▶ Dataset extract:
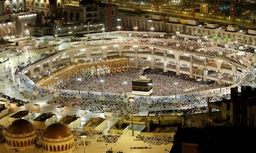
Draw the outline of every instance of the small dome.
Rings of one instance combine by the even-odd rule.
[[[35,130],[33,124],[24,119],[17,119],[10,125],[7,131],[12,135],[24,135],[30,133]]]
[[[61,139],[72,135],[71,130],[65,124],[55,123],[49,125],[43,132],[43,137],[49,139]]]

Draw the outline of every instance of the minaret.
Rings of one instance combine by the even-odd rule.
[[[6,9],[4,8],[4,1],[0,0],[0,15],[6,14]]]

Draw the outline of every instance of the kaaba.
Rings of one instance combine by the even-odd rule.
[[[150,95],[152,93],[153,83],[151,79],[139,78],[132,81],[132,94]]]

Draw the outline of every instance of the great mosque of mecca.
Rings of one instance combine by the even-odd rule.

--

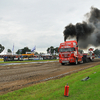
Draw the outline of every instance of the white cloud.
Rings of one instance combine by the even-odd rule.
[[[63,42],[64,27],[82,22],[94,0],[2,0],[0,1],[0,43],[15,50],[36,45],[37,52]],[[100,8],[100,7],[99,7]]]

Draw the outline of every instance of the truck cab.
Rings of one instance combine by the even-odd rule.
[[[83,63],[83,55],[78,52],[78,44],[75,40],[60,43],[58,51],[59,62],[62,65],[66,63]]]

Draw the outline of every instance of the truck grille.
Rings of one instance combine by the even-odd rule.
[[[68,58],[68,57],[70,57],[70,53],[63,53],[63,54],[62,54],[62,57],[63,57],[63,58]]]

▶ Aim of the exercise: Repeat the part that opens with the line containing "Draw the outline of every instance of the minaret." and closes with the line containing "[[[6,9],[4,8],[4,1],[0,0],[0,15],[6,14]]]", swapping "minaret" for "tower" and leaving everything else unchanged. Give only those lines.

▶ Solution for this task:
Draw the outline of every instance of the tower.
Rings of one instance combine by the even-odd rule.
[[[6,9],[4,8],[4,1],[0,0],[0,15],[6,14]]]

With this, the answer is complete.